Reproduce the material from the line containing "Provide one marker per instance of the broken" to the line containing "x=110, y=19", substituting "cloudy sky" for "overcast sky" and leaving everything else unchanged.
>> START DATA FOR THIS TASK
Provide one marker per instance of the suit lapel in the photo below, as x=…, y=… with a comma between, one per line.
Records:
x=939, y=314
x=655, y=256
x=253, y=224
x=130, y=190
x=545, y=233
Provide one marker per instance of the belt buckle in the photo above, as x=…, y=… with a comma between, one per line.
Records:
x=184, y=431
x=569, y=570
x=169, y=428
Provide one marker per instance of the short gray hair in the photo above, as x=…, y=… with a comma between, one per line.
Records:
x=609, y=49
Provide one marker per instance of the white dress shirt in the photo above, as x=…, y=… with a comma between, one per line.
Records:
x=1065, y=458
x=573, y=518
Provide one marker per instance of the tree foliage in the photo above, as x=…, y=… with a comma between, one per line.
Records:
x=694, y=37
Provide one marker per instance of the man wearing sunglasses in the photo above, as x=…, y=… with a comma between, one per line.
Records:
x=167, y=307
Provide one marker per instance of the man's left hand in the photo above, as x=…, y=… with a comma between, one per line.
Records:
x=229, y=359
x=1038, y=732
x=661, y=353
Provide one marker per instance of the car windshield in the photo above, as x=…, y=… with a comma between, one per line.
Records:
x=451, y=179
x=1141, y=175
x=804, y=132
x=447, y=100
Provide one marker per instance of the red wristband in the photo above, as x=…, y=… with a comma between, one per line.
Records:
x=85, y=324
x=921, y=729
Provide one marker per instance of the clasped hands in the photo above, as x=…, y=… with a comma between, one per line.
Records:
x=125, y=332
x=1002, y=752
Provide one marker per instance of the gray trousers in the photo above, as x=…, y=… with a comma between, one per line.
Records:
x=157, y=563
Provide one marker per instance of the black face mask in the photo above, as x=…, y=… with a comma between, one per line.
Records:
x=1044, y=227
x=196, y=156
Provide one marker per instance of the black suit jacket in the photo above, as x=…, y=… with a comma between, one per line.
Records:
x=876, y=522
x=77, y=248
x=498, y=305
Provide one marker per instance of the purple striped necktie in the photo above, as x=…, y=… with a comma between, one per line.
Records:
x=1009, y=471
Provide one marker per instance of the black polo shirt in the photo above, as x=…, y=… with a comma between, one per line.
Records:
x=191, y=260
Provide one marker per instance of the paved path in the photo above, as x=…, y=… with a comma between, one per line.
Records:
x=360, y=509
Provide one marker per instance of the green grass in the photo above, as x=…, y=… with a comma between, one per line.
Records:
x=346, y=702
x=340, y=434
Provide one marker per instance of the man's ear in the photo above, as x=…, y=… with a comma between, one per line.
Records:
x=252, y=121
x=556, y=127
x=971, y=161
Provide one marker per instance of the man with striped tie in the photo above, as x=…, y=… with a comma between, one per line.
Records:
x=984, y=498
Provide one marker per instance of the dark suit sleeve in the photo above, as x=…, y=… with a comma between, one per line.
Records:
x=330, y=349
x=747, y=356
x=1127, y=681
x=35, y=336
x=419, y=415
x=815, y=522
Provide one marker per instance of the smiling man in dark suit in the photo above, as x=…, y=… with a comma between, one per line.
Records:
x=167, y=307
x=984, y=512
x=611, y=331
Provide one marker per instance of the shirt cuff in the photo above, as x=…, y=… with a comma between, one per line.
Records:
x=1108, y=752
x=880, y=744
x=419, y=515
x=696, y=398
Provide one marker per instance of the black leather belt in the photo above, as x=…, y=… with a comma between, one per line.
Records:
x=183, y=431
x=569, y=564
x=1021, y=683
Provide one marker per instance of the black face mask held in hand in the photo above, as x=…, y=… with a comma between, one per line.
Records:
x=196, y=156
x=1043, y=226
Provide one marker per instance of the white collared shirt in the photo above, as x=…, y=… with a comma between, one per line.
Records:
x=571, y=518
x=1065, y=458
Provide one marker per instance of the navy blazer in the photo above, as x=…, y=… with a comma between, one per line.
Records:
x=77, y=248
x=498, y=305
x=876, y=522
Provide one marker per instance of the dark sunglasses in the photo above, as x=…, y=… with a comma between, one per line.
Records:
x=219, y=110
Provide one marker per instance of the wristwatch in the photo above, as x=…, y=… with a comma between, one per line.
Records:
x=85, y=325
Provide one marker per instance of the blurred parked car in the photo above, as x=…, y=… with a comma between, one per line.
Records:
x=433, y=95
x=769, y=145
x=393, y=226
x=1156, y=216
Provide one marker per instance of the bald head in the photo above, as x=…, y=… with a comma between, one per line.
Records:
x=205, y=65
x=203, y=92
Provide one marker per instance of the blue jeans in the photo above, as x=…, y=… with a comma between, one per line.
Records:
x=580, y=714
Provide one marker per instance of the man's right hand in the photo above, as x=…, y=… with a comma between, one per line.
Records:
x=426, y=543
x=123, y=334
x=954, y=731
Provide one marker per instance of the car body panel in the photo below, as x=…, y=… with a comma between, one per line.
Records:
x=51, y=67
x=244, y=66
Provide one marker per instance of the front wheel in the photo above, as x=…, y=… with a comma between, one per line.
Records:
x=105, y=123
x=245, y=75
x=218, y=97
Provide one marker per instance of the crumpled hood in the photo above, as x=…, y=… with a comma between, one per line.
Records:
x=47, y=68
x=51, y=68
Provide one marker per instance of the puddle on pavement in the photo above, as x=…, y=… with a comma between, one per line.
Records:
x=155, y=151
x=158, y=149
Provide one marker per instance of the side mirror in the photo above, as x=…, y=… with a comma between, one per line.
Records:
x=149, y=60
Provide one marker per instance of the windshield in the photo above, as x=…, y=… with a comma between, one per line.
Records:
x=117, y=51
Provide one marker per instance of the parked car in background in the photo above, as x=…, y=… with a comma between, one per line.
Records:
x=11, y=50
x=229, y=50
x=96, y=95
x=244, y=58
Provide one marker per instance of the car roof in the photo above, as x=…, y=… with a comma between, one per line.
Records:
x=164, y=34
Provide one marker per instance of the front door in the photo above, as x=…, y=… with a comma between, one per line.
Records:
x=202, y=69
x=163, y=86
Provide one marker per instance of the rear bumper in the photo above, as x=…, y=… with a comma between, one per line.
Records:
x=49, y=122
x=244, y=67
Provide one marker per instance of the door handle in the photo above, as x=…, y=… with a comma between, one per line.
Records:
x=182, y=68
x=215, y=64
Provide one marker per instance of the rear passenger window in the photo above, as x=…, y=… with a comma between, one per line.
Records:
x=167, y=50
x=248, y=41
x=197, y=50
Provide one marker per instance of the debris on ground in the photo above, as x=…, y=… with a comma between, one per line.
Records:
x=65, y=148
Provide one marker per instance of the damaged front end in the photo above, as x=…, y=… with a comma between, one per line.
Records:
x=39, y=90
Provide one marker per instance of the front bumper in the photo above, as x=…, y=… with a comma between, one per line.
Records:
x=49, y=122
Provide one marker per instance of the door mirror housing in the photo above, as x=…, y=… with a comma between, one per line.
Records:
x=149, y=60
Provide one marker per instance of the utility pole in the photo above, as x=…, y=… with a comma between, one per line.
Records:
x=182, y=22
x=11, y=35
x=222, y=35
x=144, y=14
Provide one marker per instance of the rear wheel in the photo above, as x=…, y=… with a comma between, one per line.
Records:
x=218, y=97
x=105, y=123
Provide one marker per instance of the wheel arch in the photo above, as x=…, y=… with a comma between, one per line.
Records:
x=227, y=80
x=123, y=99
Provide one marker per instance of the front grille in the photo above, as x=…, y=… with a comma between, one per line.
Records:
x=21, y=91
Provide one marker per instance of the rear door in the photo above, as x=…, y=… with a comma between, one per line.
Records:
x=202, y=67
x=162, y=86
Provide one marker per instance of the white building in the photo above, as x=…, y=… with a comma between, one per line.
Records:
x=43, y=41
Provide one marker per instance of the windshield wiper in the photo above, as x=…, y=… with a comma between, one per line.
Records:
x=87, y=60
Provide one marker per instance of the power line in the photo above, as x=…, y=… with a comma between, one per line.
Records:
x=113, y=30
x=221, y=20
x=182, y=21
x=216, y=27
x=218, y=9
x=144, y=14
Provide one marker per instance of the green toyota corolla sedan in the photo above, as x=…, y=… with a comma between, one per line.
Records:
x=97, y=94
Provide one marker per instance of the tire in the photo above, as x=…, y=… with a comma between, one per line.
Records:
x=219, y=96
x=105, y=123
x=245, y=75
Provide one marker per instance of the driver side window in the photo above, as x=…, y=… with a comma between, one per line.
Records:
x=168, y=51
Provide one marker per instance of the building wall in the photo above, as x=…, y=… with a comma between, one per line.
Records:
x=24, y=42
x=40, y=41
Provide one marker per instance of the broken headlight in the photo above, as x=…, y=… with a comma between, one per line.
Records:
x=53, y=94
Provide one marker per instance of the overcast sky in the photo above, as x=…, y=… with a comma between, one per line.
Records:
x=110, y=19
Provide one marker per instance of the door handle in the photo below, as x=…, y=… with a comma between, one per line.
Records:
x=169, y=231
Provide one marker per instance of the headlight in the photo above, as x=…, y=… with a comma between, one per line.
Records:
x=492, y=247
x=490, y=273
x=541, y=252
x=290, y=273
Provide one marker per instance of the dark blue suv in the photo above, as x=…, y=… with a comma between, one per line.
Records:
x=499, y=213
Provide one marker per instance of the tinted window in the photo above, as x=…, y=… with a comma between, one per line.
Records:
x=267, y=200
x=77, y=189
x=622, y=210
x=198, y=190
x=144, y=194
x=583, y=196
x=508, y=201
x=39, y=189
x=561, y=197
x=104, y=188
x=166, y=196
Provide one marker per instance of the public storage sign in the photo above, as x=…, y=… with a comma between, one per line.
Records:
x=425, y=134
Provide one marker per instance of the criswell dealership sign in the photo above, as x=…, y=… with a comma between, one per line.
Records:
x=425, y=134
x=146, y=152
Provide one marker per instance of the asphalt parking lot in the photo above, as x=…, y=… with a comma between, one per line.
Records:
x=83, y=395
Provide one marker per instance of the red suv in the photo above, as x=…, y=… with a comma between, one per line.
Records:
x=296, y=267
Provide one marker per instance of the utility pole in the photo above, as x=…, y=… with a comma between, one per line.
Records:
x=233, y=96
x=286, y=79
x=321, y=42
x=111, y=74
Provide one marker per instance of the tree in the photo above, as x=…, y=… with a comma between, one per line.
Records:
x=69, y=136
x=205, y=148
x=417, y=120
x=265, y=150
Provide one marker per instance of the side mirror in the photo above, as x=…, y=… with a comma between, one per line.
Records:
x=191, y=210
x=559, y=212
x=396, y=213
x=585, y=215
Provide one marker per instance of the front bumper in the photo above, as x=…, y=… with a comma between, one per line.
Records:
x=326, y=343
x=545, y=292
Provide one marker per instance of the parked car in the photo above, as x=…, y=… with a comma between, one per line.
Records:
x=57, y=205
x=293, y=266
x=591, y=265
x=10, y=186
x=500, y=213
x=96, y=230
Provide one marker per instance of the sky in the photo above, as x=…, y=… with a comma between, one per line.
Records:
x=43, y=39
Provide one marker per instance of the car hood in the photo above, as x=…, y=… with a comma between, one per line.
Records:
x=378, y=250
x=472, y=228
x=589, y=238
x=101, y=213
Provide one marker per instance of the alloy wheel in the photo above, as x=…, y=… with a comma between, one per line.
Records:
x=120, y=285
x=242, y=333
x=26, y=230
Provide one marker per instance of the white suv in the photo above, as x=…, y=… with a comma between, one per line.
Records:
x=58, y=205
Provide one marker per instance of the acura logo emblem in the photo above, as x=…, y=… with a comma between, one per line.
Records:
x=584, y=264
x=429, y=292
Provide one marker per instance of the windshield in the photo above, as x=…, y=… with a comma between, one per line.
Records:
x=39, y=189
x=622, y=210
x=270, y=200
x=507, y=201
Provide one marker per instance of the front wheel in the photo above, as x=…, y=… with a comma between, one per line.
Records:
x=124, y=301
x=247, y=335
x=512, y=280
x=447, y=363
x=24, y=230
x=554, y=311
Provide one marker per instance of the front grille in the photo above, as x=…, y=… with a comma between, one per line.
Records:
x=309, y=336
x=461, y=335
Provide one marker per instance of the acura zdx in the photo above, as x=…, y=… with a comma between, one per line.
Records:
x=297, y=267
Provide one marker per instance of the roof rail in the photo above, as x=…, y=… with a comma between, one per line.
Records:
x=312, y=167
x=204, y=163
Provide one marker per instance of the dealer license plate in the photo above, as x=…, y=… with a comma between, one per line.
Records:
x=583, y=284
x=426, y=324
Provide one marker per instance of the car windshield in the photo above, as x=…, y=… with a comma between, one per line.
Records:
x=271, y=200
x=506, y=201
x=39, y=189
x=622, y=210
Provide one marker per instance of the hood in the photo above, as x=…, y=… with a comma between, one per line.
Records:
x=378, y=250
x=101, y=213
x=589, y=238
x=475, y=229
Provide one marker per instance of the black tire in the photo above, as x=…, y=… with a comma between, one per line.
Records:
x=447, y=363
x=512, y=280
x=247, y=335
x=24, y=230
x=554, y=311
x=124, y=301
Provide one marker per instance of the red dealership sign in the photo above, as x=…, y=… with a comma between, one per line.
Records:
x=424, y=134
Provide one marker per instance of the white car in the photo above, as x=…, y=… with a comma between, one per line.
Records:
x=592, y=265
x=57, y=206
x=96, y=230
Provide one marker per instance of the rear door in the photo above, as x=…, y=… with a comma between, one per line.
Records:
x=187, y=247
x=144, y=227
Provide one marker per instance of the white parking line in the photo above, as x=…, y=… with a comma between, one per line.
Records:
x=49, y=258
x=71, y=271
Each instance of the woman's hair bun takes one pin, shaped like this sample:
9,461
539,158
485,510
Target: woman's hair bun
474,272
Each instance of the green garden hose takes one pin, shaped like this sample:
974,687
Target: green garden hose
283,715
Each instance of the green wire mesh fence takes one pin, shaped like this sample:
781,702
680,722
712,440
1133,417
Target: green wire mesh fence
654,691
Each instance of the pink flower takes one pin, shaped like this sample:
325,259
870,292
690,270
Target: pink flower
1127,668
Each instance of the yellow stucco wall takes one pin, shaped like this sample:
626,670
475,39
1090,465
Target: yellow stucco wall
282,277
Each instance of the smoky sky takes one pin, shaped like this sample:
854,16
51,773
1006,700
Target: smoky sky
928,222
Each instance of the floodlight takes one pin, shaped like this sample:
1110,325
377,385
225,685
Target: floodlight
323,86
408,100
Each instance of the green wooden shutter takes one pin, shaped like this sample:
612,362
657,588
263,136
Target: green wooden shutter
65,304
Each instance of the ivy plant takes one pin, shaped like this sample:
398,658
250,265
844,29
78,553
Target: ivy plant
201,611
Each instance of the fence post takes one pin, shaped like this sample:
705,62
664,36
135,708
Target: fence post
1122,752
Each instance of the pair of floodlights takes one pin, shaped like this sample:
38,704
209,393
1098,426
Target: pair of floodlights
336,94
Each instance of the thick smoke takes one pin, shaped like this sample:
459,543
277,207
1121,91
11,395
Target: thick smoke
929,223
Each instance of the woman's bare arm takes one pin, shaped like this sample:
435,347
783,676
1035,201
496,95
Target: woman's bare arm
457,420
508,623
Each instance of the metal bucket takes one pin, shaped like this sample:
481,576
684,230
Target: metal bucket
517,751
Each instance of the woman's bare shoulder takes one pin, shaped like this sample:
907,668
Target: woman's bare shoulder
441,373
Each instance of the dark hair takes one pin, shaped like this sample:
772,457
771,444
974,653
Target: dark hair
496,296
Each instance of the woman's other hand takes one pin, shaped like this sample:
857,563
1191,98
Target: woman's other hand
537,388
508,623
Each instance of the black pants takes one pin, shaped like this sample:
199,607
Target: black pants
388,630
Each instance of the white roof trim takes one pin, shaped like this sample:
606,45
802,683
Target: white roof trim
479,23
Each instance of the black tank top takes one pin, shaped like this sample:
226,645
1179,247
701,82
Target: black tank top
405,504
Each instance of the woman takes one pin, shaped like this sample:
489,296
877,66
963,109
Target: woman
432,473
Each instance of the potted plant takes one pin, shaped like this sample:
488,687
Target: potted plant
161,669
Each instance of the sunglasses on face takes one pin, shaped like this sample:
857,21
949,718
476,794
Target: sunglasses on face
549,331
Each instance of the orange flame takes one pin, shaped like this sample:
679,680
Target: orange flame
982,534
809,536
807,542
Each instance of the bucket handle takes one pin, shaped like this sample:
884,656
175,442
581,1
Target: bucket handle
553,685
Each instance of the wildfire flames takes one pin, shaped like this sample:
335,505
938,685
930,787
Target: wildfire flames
>> END DATA FOR THIS TASK
**THE SOLUTION:**
Provide one marker per instance of the broken headlight in the photo above, as x=…, y=… with a comma between, one per line.
Records:
x=53, y=94
Provide one marker per instance of the cloudy sky in the photo above, as x=…, y=… with a comma between, one per line.
Records:
x=110, y=19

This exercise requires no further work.